• [RECORDS FOR THE TASK]
══════════

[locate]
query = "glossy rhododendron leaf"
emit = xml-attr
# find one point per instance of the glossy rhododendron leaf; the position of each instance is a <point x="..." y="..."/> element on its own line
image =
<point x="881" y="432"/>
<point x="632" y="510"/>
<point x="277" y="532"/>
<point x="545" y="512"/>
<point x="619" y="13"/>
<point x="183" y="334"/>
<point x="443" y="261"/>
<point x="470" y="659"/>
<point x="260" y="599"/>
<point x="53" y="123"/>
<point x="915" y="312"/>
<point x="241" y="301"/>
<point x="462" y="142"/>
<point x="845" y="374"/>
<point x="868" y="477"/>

══════════

• [DIRECTION]
Scale the listing by 0.45: write out every line again, and multiply each x and y point coordinate by 0.45, rounding to whole numbers with halves going up.

• [EXERCISE ANSWER]
[locate]
query = "glossy rhododendron leaf"
emit = xml-attr
# find one point per instance of the glossy rhododendron leaf; the position of each instance is a <point x="..." y="..."/> element on its own line
image =
<point x="396" y="194"/>
<point x="284" y="230"/>
<point x="125" y="239"/>
<point x="245" y="230"/>
<point x="279" y="6"/>
<point x="82" y="150"/>
<point x="199" y="117"/>
<point x="212" y="297"/>
<point x="117" y="270"/>
<point x="24" y="55"/>
<point x="412" y="140"/>
<point x="108" y="135"/>
<point x="208" y="64"/>
<point x="380" y="168"/>
<point x="391" y="215"/>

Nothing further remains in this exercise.